*WHAT IS BEING ASKED:*
Look through the data below and report how many lines include "ball". Only the number should be given.

----- INFORMATION PROVIDED

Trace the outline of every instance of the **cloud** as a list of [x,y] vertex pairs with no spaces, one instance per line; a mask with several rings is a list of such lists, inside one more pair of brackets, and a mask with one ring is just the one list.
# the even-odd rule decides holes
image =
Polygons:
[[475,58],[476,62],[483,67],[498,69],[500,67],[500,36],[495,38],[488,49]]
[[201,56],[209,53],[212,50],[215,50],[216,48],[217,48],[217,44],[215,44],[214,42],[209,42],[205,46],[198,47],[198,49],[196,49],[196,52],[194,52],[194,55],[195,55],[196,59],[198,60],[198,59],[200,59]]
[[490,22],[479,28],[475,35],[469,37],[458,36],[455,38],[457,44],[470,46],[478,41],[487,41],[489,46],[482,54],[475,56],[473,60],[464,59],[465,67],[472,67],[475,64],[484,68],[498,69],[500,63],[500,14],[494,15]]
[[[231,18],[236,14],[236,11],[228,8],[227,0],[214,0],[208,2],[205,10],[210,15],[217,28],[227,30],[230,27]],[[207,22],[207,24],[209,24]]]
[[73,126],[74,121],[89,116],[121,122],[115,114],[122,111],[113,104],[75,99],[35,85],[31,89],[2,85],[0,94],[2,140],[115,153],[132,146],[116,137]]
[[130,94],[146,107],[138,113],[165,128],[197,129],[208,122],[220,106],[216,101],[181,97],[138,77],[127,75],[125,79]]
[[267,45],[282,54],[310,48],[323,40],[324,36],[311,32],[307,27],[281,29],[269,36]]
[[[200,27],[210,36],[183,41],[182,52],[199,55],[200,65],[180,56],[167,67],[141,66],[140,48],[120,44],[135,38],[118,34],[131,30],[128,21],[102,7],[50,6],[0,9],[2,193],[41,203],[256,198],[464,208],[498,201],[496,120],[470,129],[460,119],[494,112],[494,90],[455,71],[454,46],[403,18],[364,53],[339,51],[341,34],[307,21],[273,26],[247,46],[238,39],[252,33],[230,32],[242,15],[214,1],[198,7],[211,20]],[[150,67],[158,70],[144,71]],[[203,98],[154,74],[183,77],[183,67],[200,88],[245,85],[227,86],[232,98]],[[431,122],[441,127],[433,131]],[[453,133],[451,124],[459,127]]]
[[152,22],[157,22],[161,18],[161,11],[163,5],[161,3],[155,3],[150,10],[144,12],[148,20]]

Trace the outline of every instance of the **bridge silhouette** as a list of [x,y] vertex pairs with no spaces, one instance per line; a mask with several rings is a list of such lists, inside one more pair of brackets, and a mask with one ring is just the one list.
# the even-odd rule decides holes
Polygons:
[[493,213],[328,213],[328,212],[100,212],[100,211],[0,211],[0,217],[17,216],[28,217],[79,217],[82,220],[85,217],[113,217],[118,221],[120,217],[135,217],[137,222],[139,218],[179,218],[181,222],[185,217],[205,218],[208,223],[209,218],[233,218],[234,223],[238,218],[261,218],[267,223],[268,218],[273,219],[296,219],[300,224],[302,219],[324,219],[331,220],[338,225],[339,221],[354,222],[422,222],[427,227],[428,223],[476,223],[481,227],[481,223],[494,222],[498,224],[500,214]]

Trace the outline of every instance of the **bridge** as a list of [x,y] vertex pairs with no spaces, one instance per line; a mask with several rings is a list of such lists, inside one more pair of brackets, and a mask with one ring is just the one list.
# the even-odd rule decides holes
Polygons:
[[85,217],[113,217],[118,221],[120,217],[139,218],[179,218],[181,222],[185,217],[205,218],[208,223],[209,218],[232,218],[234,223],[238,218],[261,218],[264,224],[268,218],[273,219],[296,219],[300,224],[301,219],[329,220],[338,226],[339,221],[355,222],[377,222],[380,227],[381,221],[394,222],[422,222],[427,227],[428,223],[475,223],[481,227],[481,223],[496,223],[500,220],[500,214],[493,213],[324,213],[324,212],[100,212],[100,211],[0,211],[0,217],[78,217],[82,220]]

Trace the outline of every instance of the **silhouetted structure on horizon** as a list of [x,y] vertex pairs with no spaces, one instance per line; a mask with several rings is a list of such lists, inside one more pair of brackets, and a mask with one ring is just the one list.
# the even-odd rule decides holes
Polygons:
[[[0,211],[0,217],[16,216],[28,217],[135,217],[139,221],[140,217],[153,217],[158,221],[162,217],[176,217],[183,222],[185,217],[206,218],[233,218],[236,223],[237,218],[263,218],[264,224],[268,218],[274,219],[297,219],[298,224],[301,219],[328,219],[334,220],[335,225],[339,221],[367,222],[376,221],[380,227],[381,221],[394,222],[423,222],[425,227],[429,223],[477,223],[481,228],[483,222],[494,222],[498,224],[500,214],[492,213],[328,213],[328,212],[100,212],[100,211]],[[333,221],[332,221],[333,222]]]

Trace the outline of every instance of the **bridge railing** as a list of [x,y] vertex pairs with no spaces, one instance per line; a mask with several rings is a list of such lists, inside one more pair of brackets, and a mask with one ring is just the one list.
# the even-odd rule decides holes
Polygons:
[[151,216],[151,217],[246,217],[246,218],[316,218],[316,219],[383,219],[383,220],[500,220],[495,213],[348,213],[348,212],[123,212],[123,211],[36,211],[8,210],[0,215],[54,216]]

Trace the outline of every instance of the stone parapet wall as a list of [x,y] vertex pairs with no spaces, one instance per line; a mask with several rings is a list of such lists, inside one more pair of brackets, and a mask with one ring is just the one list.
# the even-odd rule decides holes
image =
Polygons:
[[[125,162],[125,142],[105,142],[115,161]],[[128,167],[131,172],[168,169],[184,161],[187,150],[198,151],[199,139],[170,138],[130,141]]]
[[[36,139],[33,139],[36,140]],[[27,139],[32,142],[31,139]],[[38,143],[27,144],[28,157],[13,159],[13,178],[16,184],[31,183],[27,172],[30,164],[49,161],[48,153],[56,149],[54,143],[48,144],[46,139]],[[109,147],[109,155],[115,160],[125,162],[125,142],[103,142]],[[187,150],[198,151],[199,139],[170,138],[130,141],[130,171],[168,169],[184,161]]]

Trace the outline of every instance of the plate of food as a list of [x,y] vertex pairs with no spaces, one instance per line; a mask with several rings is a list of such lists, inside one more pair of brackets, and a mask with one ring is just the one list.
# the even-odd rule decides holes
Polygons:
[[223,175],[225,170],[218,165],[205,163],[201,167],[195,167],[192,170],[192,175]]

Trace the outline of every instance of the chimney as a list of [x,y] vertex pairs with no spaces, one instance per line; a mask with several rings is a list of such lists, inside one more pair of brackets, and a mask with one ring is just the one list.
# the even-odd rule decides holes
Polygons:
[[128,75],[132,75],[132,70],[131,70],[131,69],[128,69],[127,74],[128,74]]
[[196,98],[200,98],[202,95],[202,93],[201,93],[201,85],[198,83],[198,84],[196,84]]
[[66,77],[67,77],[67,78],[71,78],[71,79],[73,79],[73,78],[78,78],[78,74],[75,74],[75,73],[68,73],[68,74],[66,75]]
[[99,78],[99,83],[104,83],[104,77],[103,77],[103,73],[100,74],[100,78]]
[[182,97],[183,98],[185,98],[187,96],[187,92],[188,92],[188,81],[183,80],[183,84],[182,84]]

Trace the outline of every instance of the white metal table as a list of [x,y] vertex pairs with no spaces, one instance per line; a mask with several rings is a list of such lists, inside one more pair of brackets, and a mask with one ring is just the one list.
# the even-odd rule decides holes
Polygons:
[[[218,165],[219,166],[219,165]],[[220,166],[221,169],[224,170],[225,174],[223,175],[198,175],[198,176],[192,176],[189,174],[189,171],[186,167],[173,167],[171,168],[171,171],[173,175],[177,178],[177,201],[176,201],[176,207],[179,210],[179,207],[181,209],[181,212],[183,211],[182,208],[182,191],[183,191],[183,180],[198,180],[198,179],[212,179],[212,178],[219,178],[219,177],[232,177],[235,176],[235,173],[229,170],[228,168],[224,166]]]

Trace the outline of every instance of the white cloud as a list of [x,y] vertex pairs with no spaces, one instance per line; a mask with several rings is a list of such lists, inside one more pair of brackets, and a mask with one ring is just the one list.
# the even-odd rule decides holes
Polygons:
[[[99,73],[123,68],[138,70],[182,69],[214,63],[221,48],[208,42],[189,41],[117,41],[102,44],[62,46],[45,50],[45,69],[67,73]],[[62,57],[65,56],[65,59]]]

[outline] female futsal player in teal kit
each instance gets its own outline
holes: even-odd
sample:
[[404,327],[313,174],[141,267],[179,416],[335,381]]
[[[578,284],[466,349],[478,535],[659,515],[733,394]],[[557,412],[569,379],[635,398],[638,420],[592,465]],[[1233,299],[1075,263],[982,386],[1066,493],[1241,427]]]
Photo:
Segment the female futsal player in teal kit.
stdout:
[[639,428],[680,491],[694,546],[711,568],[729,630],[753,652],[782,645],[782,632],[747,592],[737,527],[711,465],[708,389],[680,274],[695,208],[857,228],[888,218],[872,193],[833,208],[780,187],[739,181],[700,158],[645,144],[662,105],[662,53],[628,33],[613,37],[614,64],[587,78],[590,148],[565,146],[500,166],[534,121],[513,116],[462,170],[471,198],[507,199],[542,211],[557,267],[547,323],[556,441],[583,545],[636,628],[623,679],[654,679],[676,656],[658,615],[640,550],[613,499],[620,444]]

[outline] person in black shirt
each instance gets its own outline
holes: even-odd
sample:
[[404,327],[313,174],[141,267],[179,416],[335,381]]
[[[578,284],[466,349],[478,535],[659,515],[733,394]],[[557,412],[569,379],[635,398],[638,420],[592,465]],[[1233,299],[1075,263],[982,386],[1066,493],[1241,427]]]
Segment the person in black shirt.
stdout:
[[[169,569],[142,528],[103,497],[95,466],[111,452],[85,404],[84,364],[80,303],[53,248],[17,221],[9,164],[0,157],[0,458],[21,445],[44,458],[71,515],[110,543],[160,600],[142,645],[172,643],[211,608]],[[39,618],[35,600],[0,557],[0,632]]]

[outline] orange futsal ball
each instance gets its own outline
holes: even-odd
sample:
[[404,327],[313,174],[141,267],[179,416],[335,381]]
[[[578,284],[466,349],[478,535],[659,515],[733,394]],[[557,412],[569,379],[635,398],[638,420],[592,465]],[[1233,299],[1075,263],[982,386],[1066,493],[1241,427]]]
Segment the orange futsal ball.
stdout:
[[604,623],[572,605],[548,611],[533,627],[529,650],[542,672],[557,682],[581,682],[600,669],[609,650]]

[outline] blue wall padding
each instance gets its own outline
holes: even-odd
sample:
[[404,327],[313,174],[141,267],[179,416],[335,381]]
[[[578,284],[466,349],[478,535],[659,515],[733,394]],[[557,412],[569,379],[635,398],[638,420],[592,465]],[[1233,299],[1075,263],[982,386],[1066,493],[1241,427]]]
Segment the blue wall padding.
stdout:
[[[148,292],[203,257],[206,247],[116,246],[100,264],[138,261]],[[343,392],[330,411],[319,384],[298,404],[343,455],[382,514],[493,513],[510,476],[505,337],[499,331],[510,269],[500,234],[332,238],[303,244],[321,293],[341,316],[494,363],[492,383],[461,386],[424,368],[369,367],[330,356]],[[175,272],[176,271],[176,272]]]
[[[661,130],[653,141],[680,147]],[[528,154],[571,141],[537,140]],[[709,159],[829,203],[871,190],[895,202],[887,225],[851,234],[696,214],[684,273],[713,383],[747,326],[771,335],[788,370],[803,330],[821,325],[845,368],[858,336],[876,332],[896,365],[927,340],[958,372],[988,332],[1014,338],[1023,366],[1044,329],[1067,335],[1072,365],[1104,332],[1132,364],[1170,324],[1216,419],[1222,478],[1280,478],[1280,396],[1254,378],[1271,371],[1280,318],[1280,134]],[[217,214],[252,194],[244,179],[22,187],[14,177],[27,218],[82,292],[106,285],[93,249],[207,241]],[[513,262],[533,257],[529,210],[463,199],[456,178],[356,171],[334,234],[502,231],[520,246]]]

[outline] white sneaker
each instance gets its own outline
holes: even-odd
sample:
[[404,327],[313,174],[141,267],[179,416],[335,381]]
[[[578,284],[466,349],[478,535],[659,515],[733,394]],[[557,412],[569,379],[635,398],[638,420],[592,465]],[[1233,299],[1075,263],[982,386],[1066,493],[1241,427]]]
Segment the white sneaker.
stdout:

----------

*ANSWER FOR THIS EXERCISE:*
2